• WHAT NEEDS TO BE DONE:
Examine the data line by line and report how many lines include the word "below", with no additional output.
+++ THE INPUT
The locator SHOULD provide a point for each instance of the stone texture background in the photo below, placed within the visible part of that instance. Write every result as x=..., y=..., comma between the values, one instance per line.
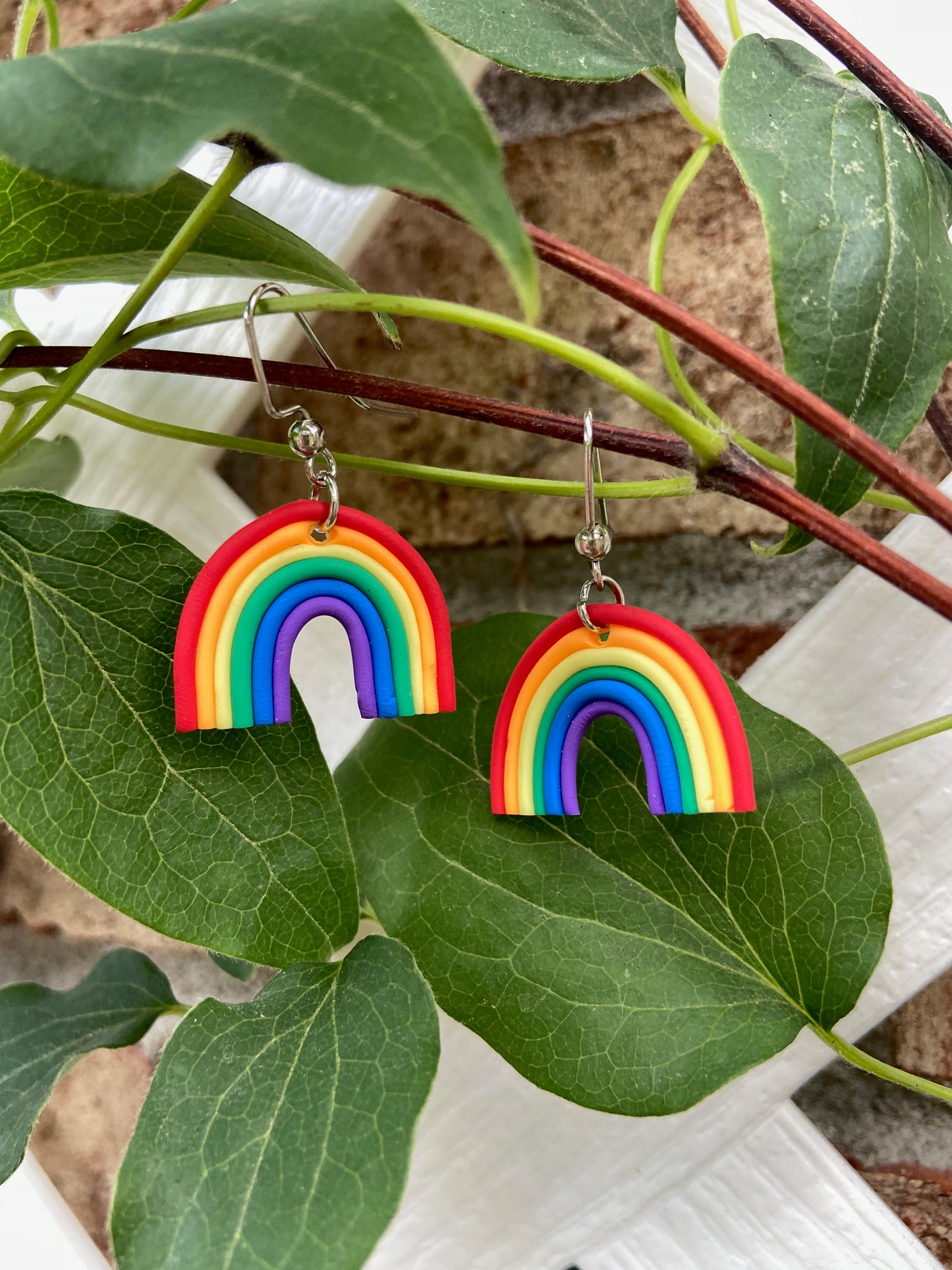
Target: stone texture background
x=590, y=164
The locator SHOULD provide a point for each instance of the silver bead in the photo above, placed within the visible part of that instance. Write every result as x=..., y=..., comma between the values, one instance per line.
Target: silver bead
x=306, y=437
x=593, y=541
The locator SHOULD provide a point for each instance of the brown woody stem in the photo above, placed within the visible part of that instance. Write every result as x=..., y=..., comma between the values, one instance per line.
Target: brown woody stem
x=748, y=366
x=737, y=474
x=701, y=32
x=918, y=117
x=941, y=424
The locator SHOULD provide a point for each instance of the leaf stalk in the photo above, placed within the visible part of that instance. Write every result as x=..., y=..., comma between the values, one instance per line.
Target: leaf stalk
x=27, y=20
x=876, y=1067
x=897, y=739
x=235, y=172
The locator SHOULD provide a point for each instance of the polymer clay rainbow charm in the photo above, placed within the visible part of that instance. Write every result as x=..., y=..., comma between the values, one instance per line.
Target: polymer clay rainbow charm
x=613, y=660
x=250, y=601
x=310, y=559
x=650, y=674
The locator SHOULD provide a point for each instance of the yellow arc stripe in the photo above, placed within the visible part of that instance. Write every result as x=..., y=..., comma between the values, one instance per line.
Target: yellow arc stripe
x=226, y=637
x=664, y=667
x=668, y=686
x=283, y=546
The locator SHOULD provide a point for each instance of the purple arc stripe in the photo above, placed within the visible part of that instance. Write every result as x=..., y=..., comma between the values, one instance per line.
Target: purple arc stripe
x=324, y=606
x=578, y=728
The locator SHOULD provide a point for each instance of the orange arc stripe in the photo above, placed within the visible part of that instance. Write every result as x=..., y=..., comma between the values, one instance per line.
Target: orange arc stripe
x=665, y=657
x=300, y=535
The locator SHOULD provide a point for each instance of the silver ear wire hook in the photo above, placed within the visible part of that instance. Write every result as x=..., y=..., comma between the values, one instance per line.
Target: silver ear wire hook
x=275, y=289
x=594, y=539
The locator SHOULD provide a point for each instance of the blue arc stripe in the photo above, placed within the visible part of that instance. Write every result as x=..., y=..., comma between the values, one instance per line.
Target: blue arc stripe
x=625, y=695
x=267, y=637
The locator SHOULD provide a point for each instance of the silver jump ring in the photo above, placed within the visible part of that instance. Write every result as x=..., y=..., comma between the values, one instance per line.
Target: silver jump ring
x=583, y=605
x=327, y=483
x=322, y=475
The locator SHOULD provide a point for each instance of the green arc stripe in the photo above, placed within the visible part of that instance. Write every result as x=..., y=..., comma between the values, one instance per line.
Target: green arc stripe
x=276, y=585
x=656, y=696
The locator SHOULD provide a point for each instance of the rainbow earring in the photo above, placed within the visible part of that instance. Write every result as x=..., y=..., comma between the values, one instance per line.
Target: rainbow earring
x=613, y=660
x=309, y=559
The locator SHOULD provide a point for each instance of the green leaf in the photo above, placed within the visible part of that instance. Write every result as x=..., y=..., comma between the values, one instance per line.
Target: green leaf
x=354, y=90
x=235, y=967
x=50, y=465
x=55, y=234
x=857, y=216
x=575, y=40
x=278, y=1133
x=42, y=1034
x=230, y=840
x=626, y=962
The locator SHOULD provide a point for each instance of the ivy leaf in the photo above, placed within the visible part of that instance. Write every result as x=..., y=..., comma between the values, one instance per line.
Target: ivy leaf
x=278, y=1133
x=42, y=1034
x=50, y=465
x=626, y=962
x=857, y=215
x=575, y=40
x=230, y=840
x=55, y=234
x=354, y=90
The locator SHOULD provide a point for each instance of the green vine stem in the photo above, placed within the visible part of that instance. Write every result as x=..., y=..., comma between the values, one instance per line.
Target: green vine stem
x=14, y=420
x=27, y=20
x=897, y=739
x=656, y=279
x=235, y=172
x=734, y=19
x=876, y=1067
x=667, y=487
x=671, y=86
x=187, y=11
x=706, y=444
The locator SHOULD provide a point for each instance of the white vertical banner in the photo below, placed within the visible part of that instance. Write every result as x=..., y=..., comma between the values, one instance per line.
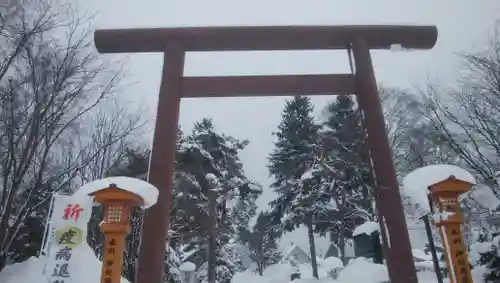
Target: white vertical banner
x=67, y=233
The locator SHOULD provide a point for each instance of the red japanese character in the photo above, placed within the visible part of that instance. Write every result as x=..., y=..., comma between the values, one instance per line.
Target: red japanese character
x=72, y=212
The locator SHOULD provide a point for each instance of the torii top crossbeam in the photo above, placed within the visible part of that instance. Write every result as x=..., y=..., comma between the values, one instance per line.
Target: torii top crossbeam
x=175, y=42
x=263, y=38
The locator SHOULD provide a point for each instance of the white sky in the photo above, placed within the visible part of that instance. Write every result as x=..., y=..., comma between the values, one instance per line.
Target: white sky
x=462, y=24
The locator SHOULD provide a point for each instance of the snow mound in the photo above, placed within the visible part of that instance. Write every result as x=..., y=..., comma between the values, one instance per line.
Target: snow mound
x=416, y=183
x=187, y=266
x=331, y=263
x=145, y=190
x=31, y=270
x=366, y=228
x=363, y=270
x=483, y=195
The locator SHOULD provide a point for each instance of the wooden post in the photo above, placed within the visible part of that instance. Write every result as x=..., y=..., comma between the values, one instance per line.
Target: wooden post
x=397, y=245
x=212, y=245
x=445, y=197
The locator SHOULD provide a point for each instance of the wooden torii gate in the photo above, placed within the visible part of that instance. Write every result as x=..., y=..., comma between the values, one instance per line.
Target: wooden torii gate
x=175, y=42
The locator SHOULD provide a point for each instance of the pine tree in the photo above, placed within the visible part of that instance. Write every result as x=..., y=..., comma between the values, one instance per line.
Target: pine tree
x=204, y=152
x=291, y=164
x=345, y=167
x=262, y=243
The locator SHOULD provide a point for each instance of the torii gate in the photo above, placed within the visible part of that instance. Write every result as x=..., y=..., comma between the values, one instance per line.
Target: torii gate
x=175, y=42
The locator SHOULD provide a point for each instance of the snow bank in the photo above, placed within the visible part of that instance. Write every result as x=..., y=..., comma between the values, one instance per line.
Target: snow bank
x=363, y=270
x=416, y=183
x=31, y=270
x=483, y=195
x=366, y=228
x=145, y=190
x=331, y=263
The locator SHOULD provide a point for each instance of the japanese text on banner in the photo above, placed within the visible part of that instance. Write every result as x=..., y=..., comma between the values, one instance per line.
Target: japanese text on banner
++++++
• ANSWER FOR THIS EXERCISE:
2